WHAT IS BEING ASKED:
Exactly as written, return the entries below, minus any pictures.

PROVIDED RECORDS:

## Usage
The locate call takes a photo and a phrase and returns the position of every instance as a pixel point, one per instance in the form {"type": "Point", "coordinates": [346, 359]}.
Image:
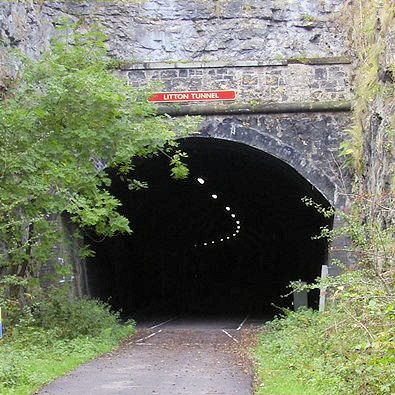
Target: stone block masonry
{"type": "Point", "coordinates": [278, 82]}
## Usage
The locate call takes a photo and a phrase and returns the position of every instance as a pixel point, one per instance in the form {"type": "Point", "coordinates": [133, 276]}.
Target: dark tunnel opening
{"type": "Point", "coordinates": [190, 254]}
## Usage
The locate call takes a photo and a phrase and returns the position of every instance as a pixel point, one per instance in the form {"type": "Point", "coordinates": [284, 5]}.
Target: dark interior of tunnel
{"type": "Point", "coordinates": [189, 254]}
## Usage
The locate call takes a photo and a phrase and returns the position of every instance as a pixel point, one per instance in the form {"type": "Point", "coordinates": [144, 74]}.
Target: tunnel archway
{"type": "Point", "coordinates": [230, 243]}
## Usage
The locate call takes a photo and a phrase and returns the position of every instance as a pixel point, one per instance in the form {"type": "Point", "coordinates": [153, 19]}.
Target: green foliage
{"type": "Point", "coordinates": [71, 317]}
{"type": "Point", "coordinates": [32, 355]}
{"type": "Point", "coordinates": [368, 23]}
{"type": "Point", "coordinates": [66, 118]}
{"type": "Point", "coordinates": [350, 348]}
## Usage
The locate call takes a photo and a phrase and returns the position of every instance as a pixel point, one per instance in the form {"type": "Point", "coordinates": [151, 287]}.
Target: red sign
{"type": "Point", "coordinates": [176, 97]}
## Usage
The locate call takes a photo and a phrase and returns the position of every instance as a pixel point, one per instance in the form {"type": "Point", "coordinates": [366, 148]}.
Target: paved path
{"type": "Point", "coordinates": [180, 356]}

RESULT FOR THIS TASK:
## Usage
The locate call takes a photo and a phrase and returns the position of every instance as a pixel point, one per instance in the form {"type": "Point", "coordinates": [346, 359]}.
Image:
Target: stone block masonry
{"type": "Point", "coordinates": [278, 82]}
## Usage
The locate call takes a photo and a phrase and returns the position of every instance as a pixel point, one per instance in the form {"type": "Point", "coordinates": [133, 276]}.
Target: dark tunnel opening
{"type": "Point", "coordinates": [190, 254]}
## Usage
The locate call takes a photo and a phrase and returns the position of every instance as a pixel point, one per instance in the form {"type": "Point", "coordinates": [284, 5]}.
Target: dark interior of tunnel
{"type": "Point", "coordinates": [189, 254]}
## Usage
The locate call takes a photo and a phrase and returns the position of every instance as a pixel point, one per instance in the form {"type": "Point", "coordinates": [144, 74]}.
Target: tunnel archway
{"type": "Point", "coordinates": [230, 243]}
## Usage
The locate call takes a photo and a phrase and returns the position of every instance as a pixel point, one per instance in the form {"type": "Point", "coordinates": [153, 19]}.
Target: green foliage
{"type": "Point", "coordinates": [71, 317]}
{"type": "Point", "coordinates": [32, 355]}
{"type": "Point", "coordinates": [368, 23]}
{"type": "Point", "coordinates": [66, 118]}
{"type": "Point", "coordinates": [350, 348]}
## Usage
The locate call takes a photo and a phrase and returns the position of every instance as a pixel point, one per instance in the form {"type": "Point", "coordinates": [151, 287]}.
Target: red sign
{"type": "Point", "coordinates": [176, 97]}
## Usage
The locate call takes a photo and a phrase and returns the position of every instance as a pixel point, one per instance in the form {"type": "Point", "coordinates": [366, 148]}.
Target: paved path
{"type": "Point", "coordinates": [180, 356]}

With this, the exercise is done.